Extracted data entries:
.....

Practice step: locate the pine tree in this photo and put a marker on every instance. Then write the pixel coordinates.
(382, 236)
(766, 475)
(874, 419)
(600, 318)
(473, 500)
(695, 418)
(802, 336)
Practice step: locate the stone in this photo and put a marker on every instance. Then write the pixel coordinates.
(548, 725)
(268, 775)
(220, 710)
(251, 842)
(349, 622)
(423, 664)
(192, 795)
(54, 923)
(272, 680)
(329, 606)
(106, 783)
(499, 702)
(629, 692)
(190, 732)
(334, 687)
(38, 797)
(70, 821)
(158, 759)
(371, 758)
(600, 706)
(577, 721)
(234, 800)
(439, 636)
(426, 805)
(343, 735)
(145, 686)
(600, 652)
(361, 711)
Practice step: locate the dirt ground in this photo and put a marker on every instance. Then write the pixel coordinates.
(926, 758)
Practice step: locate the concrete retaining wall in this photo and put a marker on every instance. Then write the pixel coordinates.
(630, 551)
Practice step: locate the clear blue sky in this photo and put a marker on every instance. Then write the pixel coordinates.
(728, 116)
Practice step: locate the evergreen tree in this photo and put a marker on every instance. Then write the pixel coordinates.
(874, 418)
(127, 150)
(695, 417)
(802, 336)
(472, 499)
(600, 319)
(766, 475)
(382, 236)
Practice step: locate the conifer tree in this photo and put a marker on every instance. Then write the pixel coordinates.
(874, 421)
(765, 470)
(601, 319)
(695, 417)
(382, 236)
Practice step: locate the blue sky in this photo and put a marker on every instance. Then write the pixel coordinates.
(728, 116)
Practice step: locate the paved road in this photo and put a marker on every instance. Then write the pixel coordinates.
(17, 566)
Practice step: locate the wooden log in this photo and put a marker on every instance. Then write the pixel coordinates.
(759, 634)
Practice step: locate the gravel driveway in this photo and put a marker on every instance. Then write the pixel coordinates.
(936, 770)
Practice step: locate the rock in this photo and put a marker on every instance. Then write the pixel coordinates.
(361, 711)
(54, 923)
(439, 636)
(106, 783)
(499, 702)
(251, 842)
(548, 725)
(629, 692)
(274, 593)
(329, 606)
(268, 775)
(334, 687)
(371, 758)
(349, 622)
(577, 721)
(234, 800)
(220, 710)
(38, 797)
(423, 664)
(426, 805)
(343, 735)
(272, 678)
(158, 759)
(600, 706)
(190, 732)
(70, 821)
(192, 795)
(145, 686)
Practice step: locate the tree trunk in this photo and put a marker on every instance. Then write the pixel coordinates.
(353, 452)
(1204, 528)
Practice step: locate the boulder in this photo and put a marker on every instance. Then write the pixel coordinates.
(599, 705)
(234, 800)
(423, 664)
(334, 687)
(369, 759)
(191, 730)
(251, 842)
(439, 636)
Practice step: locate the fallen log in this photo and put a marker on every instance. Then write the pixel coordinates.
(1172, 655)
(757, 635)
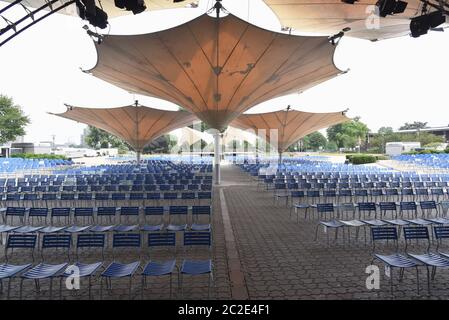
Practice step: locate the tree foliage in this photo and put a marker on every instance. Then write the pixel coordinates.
(98, 138)
(12, 120)
(348, 134)
(414, 125)
(314, 141)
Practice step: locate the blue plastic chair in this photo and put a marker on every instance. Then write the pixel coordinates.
(40, 272)
(56, 241)
(84, 271)
(21, 241)
(10, 271)
(428, 259)
(158, 269)
(118, 270)
(90, 240)
(395, 260)
(195, 268)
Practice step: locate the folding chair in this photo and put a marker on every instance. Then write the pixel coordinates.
(428, 259)
(10, 271)
(56, 241)
(42, 271)
(118, 270)
(394, 260)
(84, 271)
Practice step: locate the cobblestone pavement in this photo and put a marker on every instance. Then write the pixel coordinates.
(263, 253)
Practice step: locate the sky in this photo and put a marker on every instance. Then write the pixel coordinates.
(389, 82)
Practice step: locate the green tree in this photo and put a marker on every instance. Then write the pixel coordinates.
(98, 138)
(314, 141)
(12, 120)
(348, 134)
(414, 125)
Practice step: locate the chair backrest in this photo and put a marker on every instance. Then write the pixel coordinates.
(56, 241)
(201, 210)
(90, 240)
(15, 211)
(173, 210)
(84, 212)
(367, 206)
(197, 238)
(159, 239)
(27, 241)
(126, 240)
(416, 233)
(154, 211)
(60, 212)
(387, 206)
(325, 207)
(408, 206)
(38, 212)
(129, 211)
(106, 211)
(428, 205)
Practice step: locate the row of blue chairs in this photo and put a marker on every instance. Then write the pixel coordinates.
(123, 237)
(115, 270)
(96, 213)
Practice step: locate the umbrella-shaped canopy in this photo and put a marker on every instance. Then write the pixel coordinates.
(332, 16)
(217, 68)
(291, 125)
(137, 125)
(109, 7)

.....

WHAT THE TASK REQUIRES: Your task is to return the entries above exactly, with no pictures.

ANSWER SECTION:
Practice step: locate the pine tree in this photo and put a marker on every instance. Then write the pixel coordinates.
(382, 236)
(766, 475)
(874, 419)
(600, 318)
(473, 500)
(695, 418)
(802, 336)
Practice step: locate the stone in this photo and put a marker on every instance. Then write the pixel coordinates.
(548, 725)
(268, 775)
(220, 710)
(251, 842)
(349, 622)
(423, 664)
(192, 795)
(54, 923)
(272, 680)
(329, 606)
(106, 783)
(499, 702)
(629, 692)
(190, 732)
(334, 687)
(38, 797)
(70, 821)
(158, 759)
(371, 758)
(600, 706)
(577, 721)
(234, 800)
(439, 636)
(426, 805)
(343, 735)
(145, 686)
(600, 652)
(361, 711)
Practice step: locate the dirt ground in this photo and put a marker on every instance. Then write the pixel coordinates.
(926, 758)
Practice step: locate the concrete retaining wall in this photo and put a marker on every instance. Then write the pixel coordinates.
(630, 551)
Practice step: locate the clear blue sky in this photo and put a marker on every instance. Then write the pixel coordinates.
(728, 116)
Practice step: locate the evergreen tree in this photo and put a marker on every instance. Then write the pixel coordinates.
(874, 418)
(127, 150)
(695, 417)
(802, 336)
(472, 499)
(600, 319)
(766, 475)
(382, 236)
Practice step: locate the conifer tree in this photo and put a marker on every instance. Then write the pixel coordinates.
(874, 421)
(765, 470)
(601, 319)
(695, 417)
(382, 236)
Practice step: locate the blue sky in this photo and put a marker on every instance. Then write the pixel coordinates.
(728, 116)
Practice step: locate the paved road in this photo and put a marker on every instance. Then write the pixel coordinates.
(17, 566)
Practice step: locate the wooden log in this photo and put a marker on every instance. Then write the pixel coordinates.
(759, 634)
Practice step: locate the gravel driveway in this photo and put a marker on every instance. Then write the pixel coordinates.
(936, 770)
Practice step: locate the rock in this photo and put a marker on every instance. Then write the pixel coordinates.
(361, 711)
(54, 923)
(439, 636)
(106, 783)
(499, 702)
(251, 842)
(548, 725)
(629, 692)
(274, 593)
(329, 606)
(268, 775)
(334, 687)
(371, 758)
(349, 622)
(577, 721)
(234, 800)
(220, 710)
(38, 797)
(423, 664)
(426, 805)
(343, 735)
(272, 678)
(158, 759)
(600, 706)
(190, 732)
(70, 821)
(192, 795)
(145, 686)
Practice step: locate the tree trunk in this photo and put a marker on every instance. Then write the pixel coordinates.
(353, 452)
(1204, 528)
Practice step: locate the boulder in this photo and put a marker on every instance. Then write the pixel coordinates.
(599, 705)
(234, 800)
(423, 664)
(334, 687)
(369, 759)
(191, 730)
(251, 842)
(439, 636)
Practice step: locate the fallen log in this photo and put a marker on every instance. Then write the pixel coordinates.
(1172, 655)
(757, 635)
Practice step: locate the tree foliage in this photo and put a marker on every instance. Then write the pixel coordinates.
(98, 138)
(12, 120)
(348, 134)
(414, 125)
(314, 141)
Practice step: locate the blue plastic chair in this photo and put a marker on every instance. Then write the pixel coordinates.
(40, 272)
(56, 241)
(84, 271)
(21, 241)
(10, 271)
(428, 259)
(158, 269)
(118, 270)
(90, 240)
(395, 260)
(195, 268)
Practice step: locate the folding chair in this photo and put a marker on every instance. Then write the pixel coordinates.
(428, 259)
(10, 271)
(56, 241)
(42, 271)
(118, 270)
(394, 260)
(84, 271)
Practice step: locate the cobblestone pavement in this photo and put a marker on every instance. Then write the pixel coordinates.
(263, 253)
Practice step: locate the sky in this photo and put a marker on every instance. Then write the pixel coordinates.
(389, 82)
Practice step: locate the green tree in this photo and put a marker on every instance. Then write the pixel coordinates.
(98, 138)
(314, 141)
(12, 120)
(348, 134)
(414, 125)
Practice step: locate the chair backrest in this photo and put a marker on every instance. Then write the pixel coordinates.
(56, 241)
(201, 210)
(90, 240)
(15, 211)
(173, 210)
(84, 212)
(367, 206)
(197, 238)
(159, 239)
(27, 241)
(126, 240)
(416, 233)
(154, 211)
(60, 212)
(387, 206)
(325, 207)
(408, 206)
(38, 212)
(129, 211)
(106, 211)
(428, 205)
Practice step: locate the row of blue chairs in this photo and put a marker on every instance. Then write the pixel coordinates.
(123, 237)
(115, 270)
(96, 213)
Practice step: locate the umbrella-shaped canopy in this photo and put a marker on every instance. Then write the pixel coordinates.
(332, 16)
(217, 68)
(291, 125)
(137, 125)
(109, 7)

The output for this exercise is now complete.